- _A block of data_:
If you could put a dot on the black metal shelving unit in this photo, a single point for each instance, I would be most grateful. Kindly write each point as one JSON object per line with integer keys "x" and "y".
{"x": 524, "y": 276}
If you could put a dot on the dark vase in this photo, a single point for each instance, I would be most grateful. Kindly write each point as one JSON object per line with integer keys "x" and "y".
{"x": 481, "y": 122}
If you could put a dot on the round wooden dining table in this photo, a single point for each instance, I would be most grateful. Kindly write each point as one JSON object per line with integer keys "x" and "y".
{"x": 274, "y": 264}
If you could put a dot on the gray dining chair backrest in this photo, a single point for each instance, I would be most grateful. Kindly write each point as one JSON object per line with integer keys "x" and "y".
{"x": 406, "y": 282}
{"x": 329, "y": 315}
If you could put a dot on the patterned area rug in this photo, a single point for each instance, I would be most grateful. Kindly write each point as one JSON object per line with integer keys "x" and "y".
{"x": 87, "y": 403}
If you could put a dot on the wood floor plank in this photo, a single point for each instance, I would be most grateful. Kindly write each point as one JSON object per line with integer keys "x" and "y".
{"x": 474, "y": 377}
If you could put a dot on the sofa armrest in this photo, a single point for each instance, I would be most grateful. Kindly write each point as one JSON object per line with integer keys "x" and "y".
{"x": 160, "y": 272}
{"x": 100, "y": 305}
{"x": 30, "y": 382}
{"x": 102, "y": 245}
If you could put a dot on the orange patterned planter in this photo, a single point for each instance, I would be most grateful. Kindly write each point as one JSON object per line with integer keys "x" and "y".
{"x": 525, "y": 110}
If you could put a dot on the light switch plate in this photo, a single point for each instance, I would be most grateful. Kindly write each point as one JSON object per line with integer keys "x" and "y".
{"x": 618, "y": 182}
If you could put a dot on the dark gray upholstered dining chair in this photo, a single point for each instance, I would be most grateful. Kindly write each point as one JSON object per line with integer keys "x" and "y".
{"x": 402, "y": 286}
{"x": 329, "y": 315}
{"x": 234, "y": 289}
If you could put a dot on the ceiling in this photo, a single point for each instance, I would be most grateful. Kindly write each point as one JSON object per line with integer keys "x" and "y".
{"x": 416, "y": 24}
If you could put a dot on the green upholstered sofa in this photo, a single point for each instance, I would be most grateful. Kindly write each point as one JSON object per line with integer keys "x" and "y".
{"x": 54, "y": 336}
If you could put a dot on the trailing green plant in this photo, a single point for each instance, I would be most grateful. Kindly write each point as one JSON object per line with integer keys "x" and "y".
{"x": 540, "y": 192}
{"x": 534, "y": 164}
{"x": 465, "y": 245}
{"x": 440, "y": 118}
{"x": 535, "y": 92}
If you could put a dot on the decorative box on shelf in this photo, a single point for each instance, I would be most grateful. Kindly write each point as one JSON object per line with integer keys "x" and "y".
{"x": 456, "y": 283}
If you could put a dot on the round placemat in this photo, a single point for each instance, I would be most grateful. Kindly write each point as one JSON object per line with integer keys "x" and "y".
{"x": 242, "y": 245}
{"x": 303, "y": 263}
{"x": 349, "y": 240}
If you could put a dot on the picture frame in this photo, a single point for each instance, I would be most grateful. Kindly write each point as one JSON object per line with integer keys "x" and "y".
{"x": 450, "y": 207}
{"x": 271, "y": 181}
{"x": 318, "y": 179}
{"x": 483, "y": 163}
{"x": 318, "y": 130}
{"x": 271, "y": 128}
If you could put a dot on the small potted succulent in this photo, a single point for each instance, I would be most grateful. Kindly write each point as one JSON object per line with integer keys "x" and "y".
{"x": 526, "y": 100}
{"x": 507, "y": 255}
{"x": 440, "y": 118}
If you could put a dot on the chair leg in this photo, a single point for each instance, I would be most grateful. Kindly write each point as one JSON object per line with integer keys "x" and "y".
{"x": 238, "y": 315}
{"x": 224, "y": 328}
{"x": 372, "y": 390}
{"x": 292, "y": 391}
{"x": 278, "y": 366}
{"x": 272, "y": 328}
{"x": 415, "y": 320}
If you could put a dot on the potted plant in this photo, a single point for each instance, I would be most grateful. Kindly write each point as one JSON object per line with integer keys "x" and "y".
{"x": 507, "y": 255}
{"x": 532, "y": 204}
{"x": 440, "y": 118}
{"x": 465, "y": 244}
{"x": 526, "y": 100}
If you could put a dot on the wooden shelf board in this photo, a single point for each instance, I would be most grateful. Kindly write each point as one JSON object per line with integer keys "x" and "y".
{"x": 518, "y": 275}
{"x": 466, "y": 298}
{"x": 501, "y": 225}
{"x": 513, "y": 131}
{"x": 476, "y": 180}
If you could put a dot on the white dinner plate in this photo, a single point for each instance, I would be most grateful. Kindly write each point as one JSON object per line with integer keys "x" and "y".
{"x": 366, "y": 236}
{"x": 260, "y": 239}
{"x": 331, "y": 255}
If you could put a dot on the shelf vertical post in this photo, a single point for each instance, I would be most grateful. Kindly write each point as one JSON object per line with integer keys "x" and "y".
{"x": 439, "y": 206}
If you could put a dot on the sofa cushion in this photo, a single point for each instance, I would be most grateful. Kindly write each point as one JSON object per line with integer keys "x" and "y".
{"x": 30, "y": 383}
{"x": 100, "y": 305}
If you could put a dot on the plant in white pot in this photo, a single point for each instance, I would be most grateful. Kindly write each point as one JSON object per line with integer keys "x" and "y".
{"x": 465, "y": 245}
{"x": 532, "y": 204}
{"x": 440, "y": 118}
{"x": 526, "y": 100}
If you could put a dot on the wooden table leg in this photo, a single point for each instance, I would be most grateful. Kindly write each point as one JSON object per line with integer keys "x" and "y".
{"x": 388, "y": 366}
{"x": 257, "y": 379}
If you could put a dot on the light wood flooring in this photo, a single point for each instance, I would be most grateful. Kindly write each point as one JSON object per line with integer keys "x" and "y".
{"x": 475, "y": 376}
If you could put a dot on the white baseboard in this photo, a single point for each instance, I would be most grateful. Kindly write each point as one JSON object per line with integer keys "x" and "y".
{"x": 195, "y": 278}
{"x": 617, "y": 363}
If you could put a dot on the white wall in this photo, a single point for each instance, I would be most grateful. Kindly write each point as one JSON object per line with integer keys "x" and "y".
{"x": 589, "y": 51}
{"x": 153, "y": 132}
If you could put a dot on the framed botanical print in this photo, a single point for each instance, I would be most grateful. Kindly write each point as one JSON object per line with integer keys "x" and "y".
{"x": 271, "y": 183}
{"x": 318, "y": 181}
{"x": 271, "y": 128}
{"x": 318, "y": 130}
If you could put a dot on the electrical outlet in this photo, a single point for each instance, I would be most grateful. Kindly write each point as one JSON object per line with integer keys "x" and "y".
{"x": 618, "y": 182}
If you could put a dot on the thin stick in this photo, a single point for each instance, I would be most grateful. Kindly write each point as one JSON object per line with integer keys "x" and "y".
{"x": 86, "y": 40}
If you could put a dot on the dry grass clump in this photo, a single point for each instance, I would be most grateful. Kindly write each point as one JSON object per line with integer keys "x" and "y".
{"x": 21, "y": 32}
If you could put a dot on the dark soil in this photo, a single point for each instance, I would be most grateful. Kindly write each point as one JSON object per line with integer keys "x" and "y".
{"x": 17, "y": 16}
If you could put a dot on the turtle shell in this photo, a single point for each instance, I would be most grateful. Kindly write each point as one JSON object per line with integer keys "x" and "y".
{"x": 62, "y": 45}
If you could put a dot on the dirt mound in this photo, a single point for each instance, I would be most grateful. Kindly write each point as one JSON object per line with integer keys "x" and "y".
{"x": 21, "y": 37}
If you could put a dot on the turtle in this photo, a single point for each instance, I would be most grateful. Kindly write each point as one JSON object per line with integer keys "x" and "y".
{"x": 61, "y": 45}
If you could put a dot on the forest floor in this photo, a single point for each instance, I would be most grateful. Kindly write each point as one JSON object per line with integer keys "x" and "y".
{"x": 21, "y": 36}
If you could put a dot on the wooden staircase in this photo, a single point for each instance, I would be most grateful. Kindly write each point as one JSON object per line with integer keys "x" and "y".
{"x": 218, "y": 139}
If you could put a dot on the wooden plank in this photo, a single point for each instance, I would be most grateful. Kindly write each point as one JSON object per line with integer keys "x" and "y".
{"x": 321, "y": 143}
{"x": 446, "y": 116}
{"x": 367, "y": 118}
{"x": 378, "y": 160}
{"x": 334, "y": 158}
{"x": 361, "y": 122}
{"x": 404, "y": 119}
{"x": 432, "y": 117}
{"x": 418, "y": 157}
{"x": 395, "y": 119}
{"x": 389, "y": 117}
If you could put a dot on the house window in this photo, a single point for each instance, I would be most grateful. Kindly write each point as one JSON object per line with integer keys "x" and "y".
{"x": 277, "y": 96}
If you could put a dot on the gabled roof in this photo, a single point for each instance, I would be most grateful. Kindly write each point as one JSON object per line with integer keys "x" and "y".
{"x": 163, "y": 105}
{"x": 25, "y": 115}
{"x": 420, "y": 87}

- _Set task_: Above are the records; copy exactly the lines from the one with "If you could put a dot on the wooden staircase" through the final line.

- _Exercise answer_:
If you could put a dot on the wooden staircase in this photo, a single point for each instance, I would be most grateful. Kindly write each point as one JSON object per line with integer keys "x" and "y".
{"x": 218, "y": 139}
If you could put a dot on the wooden plank in this photo, a single point for each instance, I would be most grateful. Kindly write each point as one JSON object per line with integer keys "x" and "y".
{"x": 321, "y": 143}
{"x": 446, "y": 116}
{"x": 367, "y": 118}
{"x": 378, "y": 160}
{"x": 334, "y": 158}
{"x": 361, "y": 122}
{"x": 404, "y": 119}
{"x": 432, "y": 117}
{"x": 418, "y": 157}
{"x": 395, "y": 119}
{"x": 389, "y": 117}
If you could put a dot on the house window in this photo, a single point for each instance, I would be most grateful. Kindly write each point as one JSON object per line with integer keys "x" and "y".
{"x": 277, "y": 96}
If you could put a dot on the gabled roof in this photo, a single point for each instance, I would be most grateful. Kindly write each point as one JSON object per line with integer keys "x" and "y".
{"x": 163, "y": 105}
{"x": 25, "y": 115}
{"x": 420, "y": 87}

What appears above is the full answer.